§ Tareas del ejercicio:
1. Copia sin cambios el pasaje de la reseña de Inland Empire que va desde "Inland Empire es" hasta "hacia el espectador.", ambos incluidos.
2. Según la reseña de Inland Empire, ¿por qué llamar a la película "el cuarto trastero del cine de David Lynch" no es un menosprecio?

§ Texto extraído:
..........
Inland Empire
Director: David Lynch
22 febrero, 2007 01:00Laura Dern, en primer plano, durante una escena de 'Inland Empire'
La primera pregunta que se podría hacer un espectador antes de ir a ver la nueva película de David Lynch es: "¿se entiende?" La segunda debería ser: "¿importa?. No es una novedad que Lynch se entrega desde hace tiempo a una práctica más cercana al cine experimental y la videocreación. Cultiva un extraño desbarajuste narrativo que progresivamente se impone sobre sus relatos hasta que el espectador se convierte en reflejo de los propios personajes que los habitan: como ellos, recorre los inesperados recovecos de una ficción que el guión se niega a cartografiar, deambula por la película sin orientación posible.Porque las últimas películas de Lynch están pobladas de pasillos y puertas atravesados por criaturas que no actúan, sólo miran. Su cine es, en realidad, una cuestión de puertas: cada nueva puerta es el tránsito a otra estancia, a otra capa superpuesta de ficción que conserva un extraña permeabilidad con las que la rodean. Su nuevo trabajo, Inland Empire, supone la hipertrofia definitiva de las propuestas planteadas en Carretera perdida y Mulholland Drive. Enfrentarse a una película de David Lynch que dura tanto como Doctor Zhivago (¡177 minutos!) puede asustar incluso al más curtido. Ante el reto, sólo quedan dos alternativas: a) olvidarse de la película y decantarse por un cine más dócil; o b) quedarse quietecito, como el ratón paralizado por la serpiente a la espera de que ésta lo ataque.
Inland Empire es el cuarto trastero del cine de David Lynch. Dicho esto sin menosprecio alguno, ya que los cuartos trasteros siempre ocultan en su caótico ecosistema extraños e inesperados tesoros. Frente a la impecable textura visual que siempre ha caracterizado el mejor cine de Lynch, aquí recurre a una sucia, fea imagen de vídeo que, aunque producto de razones presupuestarias, no deja de ser un gesto de agresividad hacia el espectador.
..........
[Datos de localización de puntos]
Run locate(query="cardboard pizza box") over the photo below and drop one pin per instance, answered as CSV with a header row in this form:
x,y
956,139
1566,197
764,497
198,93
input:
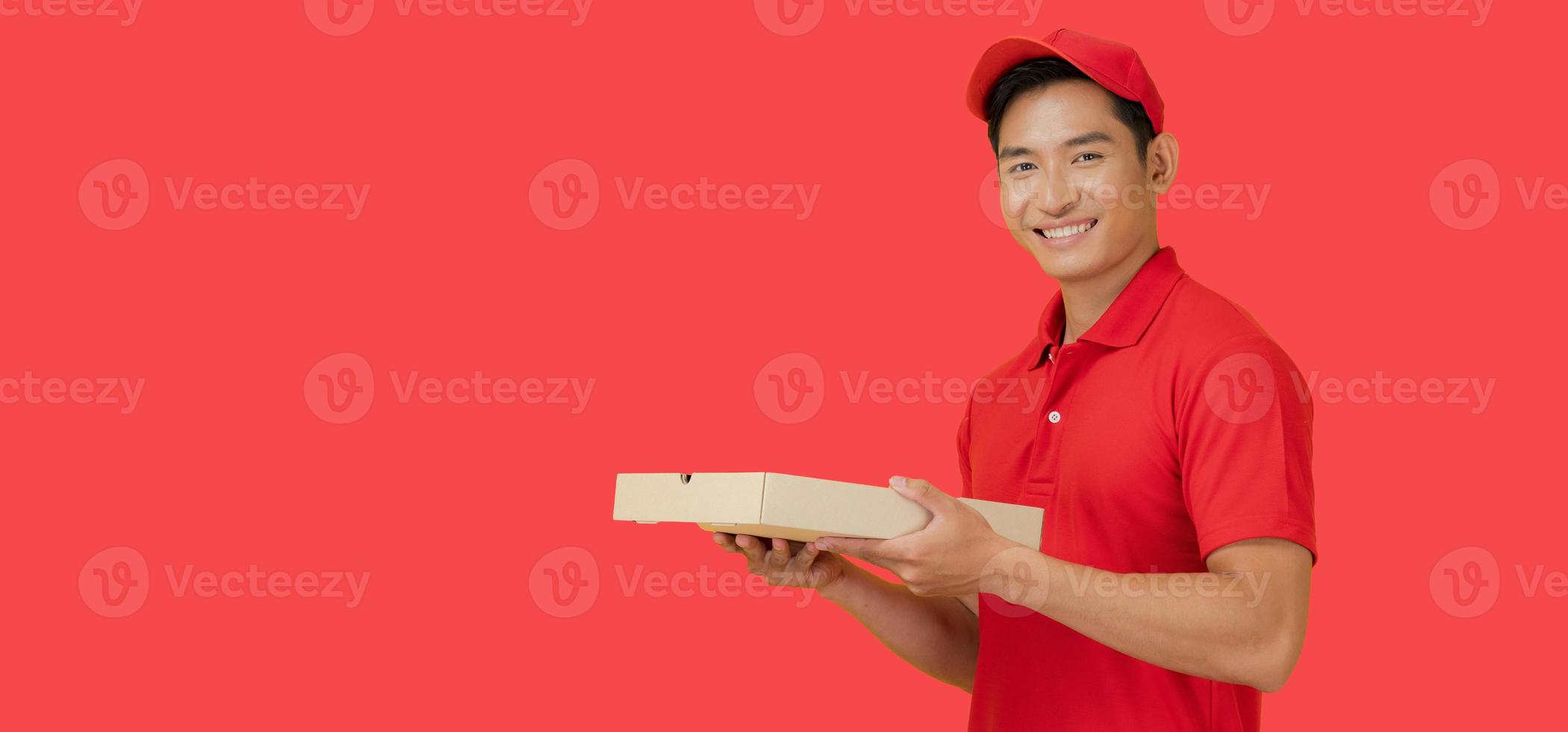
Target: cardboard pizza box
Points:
x,y
795,508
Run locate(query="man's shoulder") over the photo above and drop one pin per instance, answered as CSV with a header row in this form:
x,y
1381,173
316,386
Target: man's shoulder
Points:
x,y
1204,326
1206,319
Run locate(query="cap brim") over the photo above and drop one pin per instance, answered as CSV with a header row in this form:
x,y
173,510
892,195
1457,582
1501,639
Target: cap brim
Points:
x,y
1013,51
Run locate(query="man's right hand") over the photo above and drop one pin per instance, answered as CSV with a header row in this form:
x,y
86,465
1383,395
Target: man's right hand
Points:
x,y
786,563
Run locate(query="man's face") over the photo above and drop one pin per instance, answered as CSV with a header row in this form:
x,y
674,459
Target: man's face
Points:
x,y
1073,188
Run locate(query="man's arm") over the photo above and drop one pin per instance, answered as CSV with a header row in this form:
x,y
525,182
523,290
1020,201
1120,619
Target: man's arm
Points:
x,y
1242,623
936,635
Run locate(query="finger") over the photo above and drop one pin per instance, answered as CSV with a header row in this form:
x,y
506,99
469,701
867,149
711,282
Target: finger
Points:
x,y
753,548
922,492
866,549
778,559
803,559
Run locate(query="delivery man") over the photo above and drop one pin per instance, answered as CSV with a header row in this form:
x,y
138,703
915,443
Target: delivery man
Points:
x,y
1172,452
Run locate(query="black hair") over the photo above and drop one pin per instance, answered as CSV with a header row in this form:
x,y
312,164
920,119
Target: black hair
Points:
x,y
1040,72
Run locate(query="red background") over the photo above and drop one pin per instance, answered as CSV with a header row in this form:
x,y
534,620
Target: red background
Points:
x,y
671,312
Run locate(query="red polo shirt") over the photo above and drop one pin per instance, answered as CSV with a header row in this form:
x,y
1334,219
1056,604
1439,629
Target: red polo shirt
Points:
x,y
1172,428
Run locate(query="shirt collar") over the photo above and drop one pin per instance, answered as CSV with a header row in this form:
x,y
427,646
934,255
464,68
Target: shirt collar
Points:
x,y
1130,314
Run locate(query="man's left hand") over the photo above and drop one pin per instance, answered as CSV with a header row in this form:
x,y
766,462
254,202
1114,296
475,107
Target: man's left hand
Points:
x,y
942,560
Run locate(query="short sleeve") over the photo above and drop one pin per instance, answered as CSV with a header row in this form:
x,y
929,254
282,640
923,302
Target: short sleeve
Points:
x,y
963,453
1245,442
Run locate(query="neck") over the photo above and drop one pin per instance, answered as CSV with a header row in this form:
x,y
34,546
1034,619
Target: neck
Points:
x,y
1086,300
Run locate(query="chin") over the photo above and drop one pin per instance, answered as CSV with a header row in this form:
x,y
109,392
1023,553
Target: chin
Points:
x,y
1080,262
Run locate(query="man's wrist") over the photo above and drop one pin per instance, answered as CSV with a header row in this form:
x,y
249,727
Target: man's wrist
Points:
x,y
841,588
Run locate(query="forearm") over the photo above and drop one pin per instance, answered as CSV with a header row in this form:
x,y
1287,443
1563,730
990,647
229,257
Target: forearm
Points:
x,y
936,635
1216,626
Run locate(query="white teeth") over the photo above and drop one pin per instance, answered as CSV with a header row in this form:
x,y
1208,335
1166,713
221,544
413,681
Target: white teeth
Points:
x,y
1067,231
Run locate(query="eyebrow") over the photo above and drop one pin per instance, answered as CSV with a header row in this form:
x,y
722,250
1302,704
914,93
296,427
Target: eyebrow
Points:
x,y
1077,141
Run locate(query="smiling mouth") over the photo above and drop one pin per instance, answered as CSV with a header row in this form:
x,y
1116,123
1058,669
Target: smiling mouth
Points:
x,y
1068,231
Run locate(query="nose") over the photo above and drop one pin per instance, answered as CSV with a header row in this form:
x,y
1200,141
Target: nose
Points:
x,y
1054,196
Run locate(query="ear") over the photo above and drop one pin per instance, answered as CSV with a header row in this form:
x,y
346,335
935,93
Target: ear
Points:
x,y
1161,162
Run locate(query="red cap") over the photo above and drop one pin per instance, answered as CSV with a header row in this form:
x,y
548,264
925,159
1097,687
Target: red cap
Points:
x,y
1112,65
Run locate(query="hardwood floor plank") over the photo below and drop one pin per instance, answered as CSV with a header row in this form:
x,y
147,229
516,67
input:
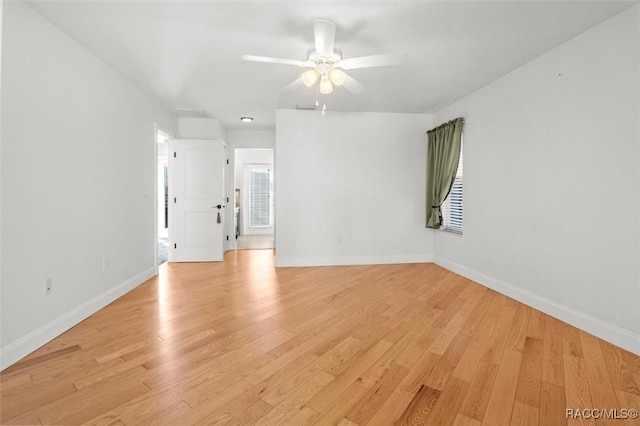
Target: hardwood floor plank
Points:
x,y
503,393
552,361
389,412
448,405
367,406
529,379
475,404
552,405
577,392
420,407
243,342
524,414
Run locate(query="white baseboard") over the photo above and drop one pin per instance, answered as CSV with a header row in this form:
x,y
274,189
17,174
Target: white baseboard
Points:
x,y
351,260
32,341
609,332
..........
§ Soluciones:
1.
Inland Empire es el cuarto trastero del cine de David Lynch. Dicho esto sin menosprecio alguno, ya que los cuartos trasteros siempre ocultan en su caótico ecosistema extraños e inesperados tesoros. Frente a la impecable textura visual que siempre ha caracterizado el mejor cine de Lynch, aquí recurre a una sucia, fea imagen de vídeo que, aunque producto de razones presupuestarias, no deja de ser un gesto de agresividad hacia el espectador.

2. No lo es porque los cuartos trasteros siempre ocultan, en su caótico ecosistema, extraños e inesperados tesoros.